In the text on Facebook's media labels, begin at the words "Facebook has decided" and stop after "for the government.". Copy that stretch with "journalist" swapped for "reporter" at each occurrence.

• [TEXT EXCERPT]:
○ ○ ○ ○ ○
Facebook has started labeling Russian, Chinese and other state-controlled media outlets. The company said in a blog post on Thursday that they are labeling pages that are “wholly or partially under the editorial control of their government”. Later this year, Facebook will also start labeling ads from these outlets.
Facebook has decided to start labeling these pages because “people should know if the news they read is coming from a publication that may be under the influence of a government”. With this move, the company shows that they believe that media and state influence should stay separated.
People should be aware of the origin of the news that they read. They need to consider whether they are reading a story written by a critical journalist, or a journalist working for the government.
The labels are based on several factors. Firstly, the ownership and funding of an outlet is reviewed. But the company will also look at the level of transparency around their sources, and whether there is a corrections policy in place. And, of course, the media freedom in the host country is considered.
Facebook will not label any US based news organizations. The company explained in an interview with Reuters that “even US government-run outlets have editorial independence”. The label will also not be used for individual political figures or parties.
If an outlet is labelled by Facebook, it can decide to appeal this decision. But if they fail to prove that it has been wrongly labelled the notice will be added to the page worldwide. The labels will appear on posts in the US only, but will eventually be introduced in other countries as well.
○ ○ ○ ○ ○
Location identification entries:
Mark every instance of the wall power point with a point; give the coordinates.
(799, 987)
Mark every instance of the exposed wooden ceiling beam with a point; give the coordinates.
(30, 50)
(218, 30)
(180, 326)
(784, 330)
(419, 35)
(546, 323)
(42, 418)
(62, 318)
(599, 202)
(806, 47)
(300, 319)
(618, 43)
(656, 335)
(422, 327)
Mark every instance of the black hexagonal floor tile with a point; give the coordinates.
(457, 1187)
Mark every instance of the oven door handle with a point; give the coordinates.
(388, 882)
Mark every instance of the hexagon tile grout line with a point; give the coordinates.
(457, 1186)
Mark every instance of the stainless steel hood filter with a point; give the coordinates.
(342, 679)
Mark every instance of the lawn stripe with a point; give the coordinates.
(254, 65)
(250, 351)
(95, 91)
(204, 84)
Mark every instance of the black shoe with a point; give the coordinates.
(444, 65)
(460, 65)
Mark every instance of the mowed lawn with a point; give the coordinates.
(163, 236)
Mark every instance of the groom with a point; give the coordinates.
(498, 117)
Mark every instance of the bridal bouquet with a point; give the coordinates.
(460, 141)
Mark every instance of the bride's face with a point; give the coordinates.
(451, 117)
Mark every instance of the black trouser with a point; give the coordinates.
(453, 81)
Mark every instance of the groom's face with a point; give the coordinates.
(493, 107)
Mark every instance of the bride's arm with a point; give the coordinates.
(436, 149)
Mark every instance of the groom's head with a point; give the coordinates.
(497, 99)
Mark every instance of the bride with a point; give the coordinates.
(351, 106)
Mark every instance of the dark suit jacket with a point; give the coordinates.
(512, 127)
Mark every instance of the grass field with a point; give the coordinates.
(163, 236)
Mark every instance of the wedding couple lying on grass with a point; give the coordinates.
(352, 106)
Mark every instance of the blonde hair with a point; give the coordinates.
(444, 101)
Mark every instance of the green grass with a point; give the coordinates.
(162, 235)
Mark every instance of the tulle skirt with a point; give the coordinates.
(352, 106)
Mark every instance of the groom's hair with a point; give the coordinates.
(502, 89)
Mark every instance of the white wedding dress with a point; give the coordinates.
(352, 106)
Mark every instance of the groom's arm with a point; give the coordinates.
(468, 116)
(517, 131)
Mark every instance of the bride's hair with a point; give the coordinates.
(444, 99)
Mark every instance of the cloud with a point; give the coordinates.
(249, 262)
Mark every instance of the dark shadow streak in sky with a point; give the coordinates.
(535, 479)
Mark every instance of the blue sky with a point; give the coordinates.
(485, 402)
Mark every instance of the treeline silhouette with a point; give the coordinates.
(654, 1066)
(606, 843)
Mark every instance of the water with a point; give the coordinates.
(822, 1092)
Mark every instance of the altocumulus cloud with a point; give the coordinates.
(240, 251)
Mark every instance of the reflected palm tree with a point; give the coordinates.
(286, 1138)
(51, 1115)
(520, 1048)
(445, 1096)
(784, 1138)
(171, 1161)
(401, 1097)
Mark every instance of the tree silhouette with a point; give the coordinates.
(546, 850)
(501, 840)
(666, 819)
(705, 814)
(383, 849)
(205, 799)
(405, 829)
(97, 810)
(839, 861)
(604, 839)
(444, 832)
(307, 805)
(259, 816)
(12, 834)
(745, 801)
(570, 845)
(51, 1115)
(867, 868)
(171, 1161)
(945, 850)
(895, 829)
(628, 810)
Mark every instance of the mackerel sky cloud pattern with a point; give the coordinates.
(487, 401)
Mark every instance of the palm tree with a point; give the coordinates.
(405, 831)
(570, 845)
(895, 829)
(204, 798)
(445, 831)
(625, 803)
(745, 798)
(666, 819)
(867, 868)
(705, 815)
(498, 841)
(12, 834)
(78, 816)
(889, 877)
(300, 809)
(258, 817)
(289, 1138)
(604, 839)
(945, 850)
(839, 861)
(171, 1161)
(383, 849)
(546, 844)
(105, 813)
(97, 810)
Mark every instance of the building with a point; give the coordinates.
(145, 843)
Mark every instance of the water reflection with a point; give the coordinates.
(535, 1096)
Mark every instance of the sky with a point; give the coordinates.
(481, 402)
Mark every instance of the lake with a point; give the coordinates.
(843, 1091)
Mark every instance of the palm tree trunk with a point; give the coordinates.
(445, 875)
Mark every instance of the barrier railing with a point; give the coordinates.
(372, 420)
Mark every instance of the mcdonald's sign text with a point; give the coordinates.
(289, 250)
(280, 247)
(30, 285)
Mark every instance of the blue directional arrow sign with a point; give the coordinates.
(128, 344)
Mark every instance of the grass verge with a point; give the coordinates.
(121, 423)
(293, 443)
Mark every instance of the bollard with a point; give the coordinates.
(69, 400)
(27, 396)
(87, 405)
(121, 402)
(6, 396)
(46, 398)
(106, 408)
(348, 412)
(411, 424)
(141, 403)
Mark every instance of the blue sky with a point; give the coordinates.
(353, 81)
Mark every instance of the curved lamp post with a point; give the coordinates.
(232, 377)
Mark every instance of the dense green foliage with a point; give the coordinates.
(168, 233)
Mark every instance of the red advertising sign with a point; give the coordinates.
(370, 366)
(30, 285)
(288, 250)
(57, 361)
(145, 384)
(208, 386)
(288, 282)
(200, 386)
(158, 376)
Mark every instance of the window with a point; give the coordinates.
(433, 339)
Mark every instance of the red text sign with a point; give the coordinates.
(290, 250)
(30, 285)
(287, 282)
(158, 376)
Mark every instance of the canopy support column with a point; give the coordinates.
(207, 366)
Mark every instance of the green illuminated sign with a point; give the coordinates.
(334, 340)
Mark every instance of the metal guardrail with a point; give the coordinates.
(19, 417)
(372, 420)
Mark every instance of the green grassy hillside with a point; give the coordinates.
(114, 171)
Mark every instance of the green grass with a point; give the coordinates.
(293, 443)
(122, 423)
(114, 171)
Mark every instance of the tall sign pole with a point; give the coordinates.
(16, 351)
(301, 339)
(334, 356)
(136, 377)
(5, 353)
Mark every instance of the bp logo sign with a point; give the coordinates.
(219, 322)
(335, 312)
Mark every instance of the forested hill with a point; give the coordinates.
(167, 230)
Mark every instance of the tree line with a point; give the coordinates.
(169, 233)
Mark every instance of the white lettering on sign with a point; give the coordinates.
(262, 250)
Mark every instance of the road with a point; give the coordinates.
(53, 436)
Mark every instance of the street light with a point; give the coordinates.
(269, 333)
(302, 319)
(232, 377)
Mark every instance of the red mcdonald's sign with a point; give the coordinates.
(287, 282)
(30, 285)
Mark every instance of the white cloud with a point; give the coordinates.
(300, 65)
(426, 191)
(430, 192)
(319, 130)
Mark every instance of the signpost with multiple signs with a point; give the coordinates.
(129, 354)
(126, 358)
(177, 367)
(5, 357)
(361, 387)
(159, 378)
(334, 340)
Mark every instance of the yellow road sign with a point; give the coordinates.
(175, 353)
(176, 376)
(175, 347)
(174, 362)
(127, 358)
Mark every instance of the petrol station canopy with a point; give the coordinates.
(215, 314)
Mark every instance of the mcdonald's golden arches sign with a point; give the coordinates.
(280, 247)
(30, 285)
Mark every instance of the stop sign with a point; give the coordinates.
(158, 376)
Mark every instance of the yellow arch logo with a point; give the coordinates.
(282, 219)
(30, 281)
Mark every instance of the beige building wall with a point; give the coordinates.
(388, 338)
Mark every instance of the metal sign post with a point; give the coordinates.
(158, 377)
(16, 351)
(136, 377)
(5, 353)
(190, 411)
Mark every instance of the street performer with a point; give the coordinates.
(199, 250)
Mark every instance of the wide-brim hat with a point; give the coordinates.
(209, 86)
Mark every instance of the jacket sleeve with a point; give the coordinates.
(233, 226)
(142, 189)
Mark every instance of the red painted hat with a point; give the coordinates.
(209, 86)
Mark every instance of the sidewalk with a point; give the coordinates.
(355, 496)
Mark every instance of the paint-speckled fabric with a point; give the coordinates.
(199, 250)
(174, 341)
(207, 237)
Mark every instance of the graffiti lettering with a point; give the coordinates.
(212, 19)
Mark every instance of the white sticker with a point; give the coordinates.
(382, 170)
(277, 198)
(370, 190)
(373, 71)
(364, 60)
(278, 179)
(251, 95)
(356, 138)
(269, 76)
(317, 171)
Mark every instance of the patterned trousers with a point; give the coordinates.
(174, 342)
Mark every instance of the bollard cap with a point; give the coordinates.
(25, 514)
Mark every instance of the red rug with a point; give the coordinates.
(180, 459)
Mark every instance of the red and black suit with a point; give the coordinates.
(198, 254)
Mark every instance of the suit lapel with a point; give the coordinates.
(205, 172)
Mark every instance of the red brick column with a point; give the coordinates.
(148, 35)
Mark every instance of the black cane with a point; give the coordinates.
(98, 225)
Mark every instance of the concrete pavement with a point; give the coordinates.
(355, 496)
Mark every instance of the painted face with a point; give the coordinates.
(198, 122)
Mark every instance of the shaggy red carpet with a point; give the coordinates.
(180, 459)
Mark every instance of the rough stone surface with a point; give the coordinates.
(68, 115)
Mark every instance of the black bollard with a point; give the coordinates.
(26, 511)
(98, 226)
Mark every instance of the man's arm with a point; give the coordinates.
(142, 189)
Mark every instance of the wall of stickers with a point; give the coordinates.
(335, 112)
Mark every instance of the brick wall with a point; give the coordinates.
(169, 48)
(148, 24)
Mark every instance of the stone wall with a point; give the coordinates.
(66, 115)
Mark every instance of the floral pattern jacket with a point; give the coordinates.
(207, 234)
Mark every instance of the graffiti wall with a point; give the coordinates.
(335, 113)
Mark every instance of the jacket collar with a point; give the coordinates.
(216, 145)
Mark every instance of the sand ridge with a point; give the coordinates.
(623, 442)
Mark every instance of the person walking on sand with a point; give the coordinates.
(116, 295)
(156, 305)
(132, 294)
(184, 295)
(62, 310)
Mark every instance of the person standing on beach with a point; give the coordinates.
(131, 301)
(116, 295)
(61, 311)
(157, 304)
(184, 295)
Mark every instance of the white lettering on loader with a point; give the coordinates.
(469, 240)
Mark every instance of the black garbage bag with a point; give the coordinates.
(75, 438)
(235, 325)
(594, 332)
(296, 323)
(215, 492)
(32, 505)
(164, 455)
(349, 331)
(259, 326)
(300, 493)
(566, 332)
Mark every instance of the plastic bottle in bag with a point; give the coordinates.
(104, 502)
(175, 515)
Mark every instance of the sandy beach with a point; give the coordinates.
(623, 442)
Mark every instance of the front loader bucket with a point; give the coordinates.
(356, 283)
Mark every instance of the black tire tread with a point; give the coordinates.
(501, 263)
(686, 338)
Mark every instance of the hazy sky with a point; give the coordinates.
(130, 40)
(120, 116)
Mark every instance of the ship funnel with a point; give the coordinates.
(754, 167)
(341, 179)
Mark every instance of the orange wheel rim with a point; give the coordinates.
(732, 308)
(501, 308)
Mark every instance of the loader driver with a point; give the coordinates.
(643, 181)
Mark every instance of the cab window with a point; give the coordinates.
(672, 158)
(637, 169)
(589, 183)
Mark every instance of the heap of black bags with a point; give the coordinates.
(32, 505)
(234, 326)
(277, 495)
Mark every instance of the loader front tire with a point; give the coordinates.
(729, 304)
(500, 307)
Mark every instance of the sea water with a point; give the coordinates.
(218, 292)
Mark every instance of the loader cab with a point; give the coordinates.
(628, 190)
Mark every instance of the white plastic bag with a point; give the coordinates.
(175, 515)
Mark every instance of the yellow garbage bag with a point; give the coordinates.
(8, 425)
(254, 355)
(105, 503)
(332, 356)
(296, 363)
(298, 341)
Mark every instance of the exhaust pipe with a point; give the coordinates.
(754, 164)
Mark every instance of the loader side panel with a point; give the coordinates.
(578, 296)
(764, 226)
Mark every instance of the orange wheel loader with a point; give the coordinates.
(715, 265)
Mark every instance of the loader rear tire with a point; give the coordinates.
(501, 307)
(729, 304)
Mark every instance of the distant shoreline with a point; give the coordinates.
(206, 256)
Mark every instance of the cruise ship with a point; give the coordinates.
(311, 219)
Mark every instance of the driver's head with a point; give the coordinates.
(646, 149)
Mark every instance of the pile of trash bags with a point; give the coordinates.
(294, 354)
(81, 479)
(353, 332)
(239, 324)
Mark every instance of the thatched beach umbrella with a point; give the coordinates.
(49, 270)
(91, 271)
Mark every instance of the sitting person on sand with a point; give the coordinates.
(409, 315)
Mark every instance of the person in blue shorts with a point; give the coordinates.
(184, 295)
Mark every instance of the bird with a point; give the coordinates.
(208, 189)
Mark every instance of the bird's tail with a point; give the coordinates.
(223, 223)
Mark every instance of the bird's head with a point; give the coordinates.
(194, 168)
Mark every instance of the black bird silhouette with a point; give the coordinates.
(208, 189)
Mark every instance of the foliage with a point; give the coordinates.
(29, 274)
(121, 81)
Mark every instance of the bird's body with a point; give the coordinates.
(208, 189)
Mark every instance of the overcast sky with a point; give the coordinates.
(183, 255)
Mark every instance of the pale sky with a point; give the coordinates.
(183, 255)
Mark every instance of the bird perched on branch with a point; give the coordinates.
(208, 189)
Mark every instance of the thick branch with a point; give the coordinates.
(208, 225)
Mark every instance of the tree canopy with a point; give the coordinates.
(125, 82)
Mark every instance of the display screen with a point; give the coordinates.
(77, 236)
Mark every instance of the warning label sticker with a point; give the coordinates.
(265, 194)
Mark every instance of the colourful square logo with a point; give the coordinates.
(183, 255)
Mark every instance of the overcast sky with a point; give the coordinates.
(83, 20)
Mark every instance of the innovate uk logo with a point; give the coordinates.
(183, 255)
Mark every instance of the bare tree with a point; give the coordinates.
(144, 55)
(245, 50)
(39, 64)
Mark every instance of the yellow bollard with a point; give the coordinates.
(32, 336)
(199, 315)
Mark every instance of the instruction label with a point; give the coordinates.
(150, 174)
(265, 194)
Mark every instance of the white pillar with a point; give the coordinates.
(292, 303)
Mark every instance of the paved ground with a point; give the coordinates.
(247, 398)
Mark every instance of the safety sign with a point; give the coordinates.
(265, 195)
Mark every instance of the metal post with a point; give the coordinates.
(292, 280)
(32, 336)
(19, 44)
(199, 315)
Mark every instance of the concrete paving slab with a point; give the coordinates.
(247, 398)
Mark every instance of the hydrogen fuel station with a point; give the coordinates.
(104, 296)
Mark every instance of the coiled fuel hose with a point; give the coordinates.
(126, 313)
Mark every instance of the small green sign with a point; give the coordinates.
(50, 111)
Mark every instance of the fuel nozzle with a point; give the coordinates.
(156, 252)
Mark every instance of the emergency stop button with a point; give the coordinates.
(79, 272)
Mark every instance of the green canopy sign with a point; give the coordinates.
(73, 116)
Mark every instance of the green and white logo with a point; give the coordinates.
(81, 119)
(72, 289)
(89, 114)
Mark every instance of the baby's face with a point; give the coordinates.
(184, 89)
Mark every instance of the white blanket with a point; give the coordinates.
○ ○ ○ ○ ○
• [RESULT]:
Facebook has decided to start labeling these pages because “people should know if the news they read is coming from a publication that may be under the influence of a government”. With this move, the company shows that they believe that media and state influence should stay separated.
People should be aware of the origin of the news that they read. They need to consider whether they are reading a story written by a critical reporter, or a reporter working for the government.